# Exercise
Go through the entries below and copy each line containing the word "dark".

# Material shown
╭──

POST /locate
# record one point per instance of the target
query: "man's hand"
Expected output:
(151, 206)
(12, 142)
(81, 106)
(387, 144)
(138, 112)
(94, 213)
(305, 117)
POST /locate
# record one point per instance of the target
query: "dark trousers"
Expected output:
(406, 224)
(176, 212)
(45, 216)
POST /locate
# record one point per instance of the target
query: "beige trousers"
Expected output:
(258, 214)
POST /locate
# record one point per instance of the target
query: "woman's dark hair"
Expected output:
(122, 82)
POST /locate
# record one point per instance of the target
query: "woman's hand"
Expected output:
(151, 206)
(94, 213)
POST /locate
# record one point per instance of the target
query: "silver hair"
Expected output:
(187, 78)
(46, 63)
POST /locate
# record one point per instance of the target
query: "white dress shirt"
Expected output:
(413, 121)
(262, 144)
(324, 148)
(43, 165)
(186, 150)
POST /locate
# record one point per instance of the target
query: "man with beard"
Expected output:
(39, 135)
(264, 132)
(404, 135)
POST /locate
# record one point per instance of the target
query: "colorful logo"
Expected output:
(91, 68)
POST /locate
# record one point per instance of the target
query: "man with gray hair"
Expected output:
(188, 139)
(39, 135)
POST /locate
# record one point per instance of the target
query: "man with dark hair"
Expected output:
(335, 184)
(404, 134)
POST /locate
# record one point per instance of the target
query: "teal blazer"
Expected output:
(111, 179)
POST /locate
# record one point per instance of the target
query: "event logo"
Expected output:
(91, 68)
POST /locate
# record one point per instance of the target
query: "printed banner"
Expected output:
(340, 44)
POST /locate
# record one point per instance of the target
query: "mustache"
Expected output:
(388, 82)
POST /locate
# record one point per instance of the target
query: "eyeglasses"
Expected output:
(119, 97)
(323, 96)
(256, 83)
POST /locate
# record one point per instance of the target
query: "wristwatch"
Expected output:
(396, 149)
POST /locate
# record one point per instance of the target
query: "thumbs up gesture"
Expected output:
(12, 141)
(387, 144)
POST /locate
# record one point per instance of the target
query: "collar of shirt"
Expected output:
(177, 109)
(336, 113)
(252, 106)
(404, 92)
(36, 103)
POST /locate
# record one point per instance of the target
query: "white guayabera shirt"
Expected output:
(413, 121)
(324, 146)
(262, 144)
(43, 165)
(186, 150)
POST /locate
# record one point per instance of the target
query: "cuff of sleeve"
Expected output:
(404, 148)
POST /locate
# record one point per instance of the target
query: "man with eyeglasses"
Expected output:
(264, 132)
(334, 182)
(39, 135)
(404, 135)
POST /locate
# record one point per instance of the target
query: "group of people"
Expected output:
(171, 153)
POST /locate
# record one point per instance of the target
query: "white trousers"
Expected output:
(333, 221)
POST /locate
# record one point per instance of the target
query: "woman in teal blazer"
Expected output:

╰──

# Solution to this problem
query: "dark trousers"
query: "woman's dark hair"
query: "man with dark hair"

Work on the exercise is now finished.